Given request —
State how many lines of the records contain the string "target", treating uppercase and lowercase letters as distinct. Reply with the number alone.

Excerpts from annotation records —
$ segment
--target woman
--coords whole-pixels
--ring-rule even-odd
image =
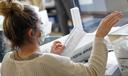
[[[41,22],[31,6],[13,0],[1,1],[0,14],[5,17],[4,33],[12,45],[12,52],[2,62],[2,76],[103,76],[107,61],[104,37],[122,17],[120,12],[113,12],[101,21],[89,62],[82,64],[56,55],[64,48],[60,42],[52,46],[55,54],[38,53]]]

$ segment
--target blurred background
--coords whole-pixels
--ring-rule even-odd
[[[87,33],[96,30],[101,19],[113,11],[124,12],[124,17],[116,24],[122,26],[128,23],[128,0],[19,0],[24,4],[30,4],[39,8],[39,11],[46,10],[43,18],[48,18],[46,26],[49,29],[46,32],[45,44],[61,36],[67,35],[73,28],[70,9],[78,7],[82,19],[83,29]],[[5,50],[7,50],[5,37],[2,31],[3,17],[0,16],[0,61],[2,60]],[[50,24],[50,23],[51,24]]]

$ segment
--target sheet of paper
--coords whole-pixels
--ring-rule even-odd
[[[73,52],[73,50],[77,47],[77,45],[85,35],[83,26],[82,26],[81,17],[80,17],[79,8],[78,7],[72,8],[71,15],[72,15],[74,28],[72,29],[68,38],[66,39],[64,43],[65,49],[64,49],[64,52],[61,54],[66,56],[69,56],[71,52]]]

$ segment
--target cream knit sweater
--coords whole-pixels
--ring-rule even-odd
[[[102,38],[96,38],[89,62],[74,63],[68,57],[44,53],[32,60],[17,61],[7,53],[1,76],[104,76],[107,49]]]

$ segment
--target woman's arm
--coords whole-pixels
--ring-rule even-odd
[[[107,63],[107,48],[104,43],[104,37],[121,17],[122,14],[120,12],[113,12],[101,21],[96,32],[93,49],[88,63],[83,64],[74,63],[71,60],[61,60],[57,65],[61,65],[63,70],[65,69],[67,76],[104,76]]]

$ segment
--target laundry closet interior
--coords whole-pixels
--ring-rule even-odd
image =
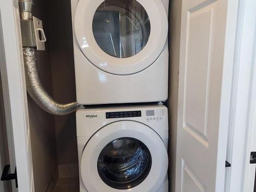
[[[169,137],[170,132],[175,133],[175,130],[170,129],[171,125],[176,123],[175,120],[172,120],[171,116],[177,115],[179,55],[179,49],[176,49],[175,47],[178,48],[179,44],[179,25],[180,25],[181,6],[179,1],[171,2],[168,19],[172,23],[169,25],[168,34],[169,63],[171,63],[169,65],[169,99],[164,102],[169,108]],[[45,51],[38,51],[37,54],[40,78],[42,86],[49,94],[54,100],[62,103],[74,101],[77,99],[71,14],[70,0],[34,1],[33,15],[42,21],[47,38]],[[170,47],[172,47],[170,49]],[[121,51],[120,54],[124,54]],[[119,56],[121,57],[120,55]],[[91,85],[93,83],[90,82]],[[125,88],[125,84],[123,86]],[[158,84],[158,86],[161,89],[161,85]],[[92,89],[95,89],[93,86],[91,87]],[[87,95],[95,94],[92,92],[93,90],[86,89],[82,94]],[[104,93],[99,94],[104,95]],[[93,95],[91,96],[94,97]],[[82,99],[81,95],[79,97]],[[75,113],[63,116],[53,115],[42,110],[29,95],[28,101],[35,191],[51,192],[55,189],[56,192],[79,191]],[[122,103],[122,101],[119,103]],[[157,102],[144,104],[157,105]],[[141,104],[132,104],[138,105]],[[119,104],[115,106],[129,104]],[[102,106],[99,104],[97,107],[100,108]],[[87,108],[86,106],[85,108]],[[166,133],[168,135],[168,132]],[[170,146],[171,143],[175,144],[175,140],[170,138],[169,141],[168,153],[170,155]],[[171,159],[169,160],[170,165]],[[171,166],[169,173],[172,168]],[[169,179],[170,183],[170,181]]]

Solution to this task —
6